▶ **Exercise 1**
Does each statement below agree with the account of Kyle's illness? (a) Kyle started getting sick shortly after turning 11. (b) The attending doctor at the ER suggested a CT scan. (c) Kyle was in the hospital for a month before he passed away. Answer yes or no for each and quote the deciding words.
▶ **Exercise 2**
In the account of Kyle's illness, how long did Kyle ride the roller coaster of cancer?
▶ **Exercise 3**
Write out the account of Kyle's illness below from "The cancer leaked" up to and including "brave for us!".
Extract: Begin
Kyle was always a happy, healthy and active young boy who never missed school. It was a big surprise when he started getting sick shortly after turning 11 in 2002-headaches, vomiting, dizziness. For almost 2 months we would get calls from school because he didn’t feel well. He had multiple doctor appointments that couldn’t help figure out what was causing his increasing pain in his head. Disappointed, he was a trooper, dealing with the pain. Finally, one night he couldn’t take it anymore. He screamed and begged for the pain to go away. We rushed him to the ER. He cried and screamed the whole way, fogging up the windows. I held him the entire ride. At the ER the attending doctor suggested a CT scan. I will forever be grateful to her. It was a shock to see the large cyst in Kyle’s brain and be told that he had a tumor.
For a little over 4 years Kyle rode the roller coaster of cancer. Surgeries, radiation, chemotherapy, experimental vaccines. Going back and forth living in the hospital, and living at home but immunocompromised. Being able to attend school for periods of time and then having to be homeschooled. Cleared to play sports at times, having to sit out other times. A full head of hair, then losing it everywhere, then having it come back darker and wavy. Scars, specialty doctors, fatigue, loss of appetite, changes in the body, but always hope and determination that cancer would finally go away for good. Normal child/normal life, cancer patient/cancer life-it went back and forth.
The cancer leaked into his blood stream and spread. The pain was coming back. In 2007 he cried and asked to go to the hospital. He was so disappointed. He truly believed he could beat cancer. He was just so tired of the pain and disappointment. He knew. He was in the hospital for a week, giving his friends and family an opportunity to visit him. He was so loved. The best gift he gave his dad and I was his final hour-letting us hold his hands and talk to him while he was in a coma. Right after we told him “We love you, Kyle” he peacefully passed away.
The worst thing for a parent ever is to see their child in pain and not be able to do anything. That helplessness, like we let our child down, that we didn’t do enough. Because it’s not just a physical pain it’s the pain in their eyes, the sadness they think you don’t see because they are trying so hard to be brave for us!
I have so much to be proud about my son, but the way he dealt with cancer puts me in awe. I love Kyle so much. I miss him so much it feels like there’s a hole in me that can’t be patched. I think about him every day. I feel honored to be his mom and I know he is truly an Angel and I smile knowing he is my special Angel.
Extract: End
Data provided: Begin
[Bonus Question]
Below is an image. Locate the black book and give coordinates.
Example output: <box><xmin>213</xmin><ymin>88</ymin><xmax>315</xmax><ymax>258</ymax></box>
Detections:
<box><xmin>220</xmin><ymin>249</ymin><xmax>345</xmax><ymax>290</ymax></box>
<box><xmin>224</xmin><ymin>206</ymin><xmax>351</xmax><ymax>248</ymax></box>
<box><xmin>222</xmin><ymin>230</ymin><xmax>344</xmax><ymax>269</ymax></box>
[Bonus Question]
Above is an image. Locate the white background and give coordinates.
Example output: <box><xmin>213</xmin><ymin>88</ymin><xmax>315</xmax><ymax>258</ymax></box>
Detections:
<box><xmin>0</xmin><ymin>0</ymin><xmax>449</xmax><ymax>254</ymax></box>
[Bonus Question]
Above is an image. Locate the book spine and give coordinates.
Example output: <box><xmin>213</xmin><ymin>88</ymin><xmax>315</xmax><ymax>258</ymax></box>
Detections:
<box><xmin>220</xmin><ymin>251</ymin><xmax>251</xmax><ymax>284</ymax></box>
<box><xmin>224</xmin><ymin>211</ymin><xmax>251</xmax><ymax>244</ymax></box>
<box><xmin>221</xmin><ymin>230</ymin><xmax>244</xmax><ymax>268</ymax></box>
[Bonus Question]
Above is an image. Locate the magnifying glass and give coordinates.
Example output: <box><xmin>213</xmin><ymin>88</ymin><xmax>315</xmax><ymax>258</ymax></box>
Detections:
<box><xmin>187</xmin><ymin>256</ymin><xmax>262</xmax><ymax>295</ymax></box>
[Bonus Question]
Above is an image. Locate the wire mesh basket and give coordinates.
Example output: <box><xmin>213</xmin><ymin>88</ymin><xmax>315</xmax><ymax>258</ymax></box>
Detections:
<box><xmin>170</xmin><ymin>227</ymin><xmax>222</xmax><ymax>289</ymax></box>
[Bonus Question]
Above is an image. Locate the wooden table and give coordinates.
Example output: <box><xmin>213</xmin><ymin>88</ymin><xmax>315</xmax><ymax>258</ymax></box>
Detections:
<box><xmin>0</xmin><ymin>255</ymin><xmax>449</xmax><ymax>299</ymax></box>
Data provided: End
▶ **Solution 1**
(a) Yes: "he started getting sick shortly after turning 11 in 2002"
(b) Yes: "At the ER the attending doctor suggested a CT scan."
(c) No: "He was in the hospital for a week"

▶ **Solution 2**
A little over 4 years.

▶ **Solution 3**
The cancer leaked into his blood stream and spread. The pain was coming back. In 2007 he cried and asked to go to the hospital. He was so disappointed. He truly believed he could beat cancer. He was just so tired of the pain and disappointment. He knew. He was in the hospital for a week, giving his friends and family an opportunity to visit him. He was so loved. The best gift he gave his dad and I was his final hour-letting us hold his hands and talk to him while he was in a coma. Right after we told him “We love you, Kyle” he peacefully passed away.
The worst thing for a parent ever is to see their child in pain and not be able to do anything. That helplessness, like we let our child down, that we didn’t do enough. Because it’s not just a physical pain it’s the pain in their eyes, the sadness they think you don’t see because they are trying so hard to be brave for us!